### SELECTED EXTRACT
Hidden in Admin mode: Sites top-level (no local sites), Settings → Rates tab (no local tariffs).


9. Observability

Two questions a real operator asks, two answers:

  1. "Is customer X pushing?" — Customers page shows LastSeenAt, ConsecutiveFailures, last batch size, recent burst spread.
  2. "Why did this batch not land?"SELECT * FROM fleet.IngestEvents WHERE CustomerId = … ORDER BY ReceivedAt DESC LIMIT 50;

Plus Serilog:

  • Client: [INF] Pushed N measurements to fleet ingest (cursor=…) accepted=N rejected=0
  • Admin: [INF] Accepted N measurements from {Code} ({CustomerId}), rejected 0

10. Per-stack config

Customer .env additions:

RunMode=Client                                          # default — can omit
FleetIngest__Enabled=true
FleetIngest__Url=https://admin.portal.example.com/api/fleet/ingest
FleetIngest__Token=<32-byte hex token from Admin Customers page>
FleetIngest__IntervalSeconds=60
FleetIngest__BatchSize=5000
FleetIngest__BatchMaxBytes=1048576

FleetIngest__Enabled=false → push service doesn't start; customer runs as today, no data leaves.

### RECORD SET

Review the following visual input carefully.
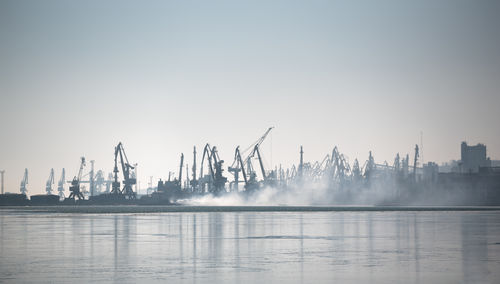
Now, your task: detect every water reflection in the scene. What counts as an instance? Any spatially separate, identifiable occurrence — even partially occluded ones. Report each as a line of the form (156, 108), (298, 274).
(0, 211), (500, 283)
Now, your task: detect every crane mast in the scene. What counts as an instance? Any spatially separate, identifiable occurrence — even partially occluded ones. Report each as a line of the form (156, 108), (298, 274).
(111, 142), (137, 199)
(20, 169), (28, 195)
(57, 168), (66, 199)
(45, 169), (54, 195)
(68, 157), (85, 200)
(190, 146), (198, 191)
(179, 153), (184, 186)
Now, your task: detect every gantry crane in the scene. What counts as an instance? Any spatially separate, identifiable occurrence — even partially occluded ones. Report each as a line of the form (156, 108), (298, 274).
(200, 143), (227, 194)
(57, 168), (66, 199)
(20, 169), (28, 195)
(189, 146), (198, 192)
(228, 127), (274, 190)
(68, 157), (85, 200)
(111, 142), (137, 199)
(45, 169), (54, 195)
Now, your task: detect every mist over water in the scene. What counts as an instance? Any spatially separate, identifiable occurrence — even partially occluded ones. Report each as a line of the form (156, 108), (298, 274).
(179, 183), (396, 206)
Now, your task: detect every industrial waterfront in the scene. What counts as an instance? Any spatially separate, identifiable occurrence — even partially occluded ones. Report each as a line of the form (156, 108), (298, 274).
(0, 127), (500, 206)
(0, 207), (500, 283)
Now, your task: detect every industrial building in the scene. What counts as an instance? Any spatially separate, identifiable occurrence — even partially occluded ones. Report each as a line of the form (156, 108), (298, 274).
(460, 141), (491, 173)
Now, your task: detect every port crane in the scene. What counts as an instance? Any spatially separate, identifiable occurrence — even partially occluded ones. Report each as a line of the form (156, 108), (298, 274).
(200, 143), (227, 194)
(111, 142), (137, 199)
(68, 157), (85, 200)
(57, 168), (66, 199)
(228, 127), (274, 190)
(45, 169), (54, 195)
(189, 146), (198, 192)
(176, 153), (184, 189)
(0, 170), (5, 194)
(20, 169), (28, 195)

### TASKS AND EXERCISES
(a) In the fleet ingest excerpt, what happens when FleetIngest__Enabled is set to false?
(b) List every FleetIngest setting in the customer .env additions of the fleet ingest excerpt.
(c) Rewrite the part of the fleet ingest excerpt starting with "Hidden in Admin" and going on through "recent burst spread.", with "operator" replaced by "administrator".
The records are separate from the fleet ingest excerpt.

### EXERCISE RESPONSES
(a) The push service doesn't start, so the customer runs as today and no data leaves.

(b)
FleetIngest__Enabled
FleetIngest__Url
FleetIngest__Token
FleetIngest__IntervalSeconds
FleetIngest__BatchSize
FleetIngest__BatchMaxBytes

(c)
Hidden in Admin mode: Sites top-level (no local sites), Settings → Rates tab (no local tariffs).


9. Observability

Two questions a real administrator asks, two answers:

  1. "Is customer X pushing?" — Customers page shows LastSeenAt, ConsecutiveFailures, last batch size, recent burst spread.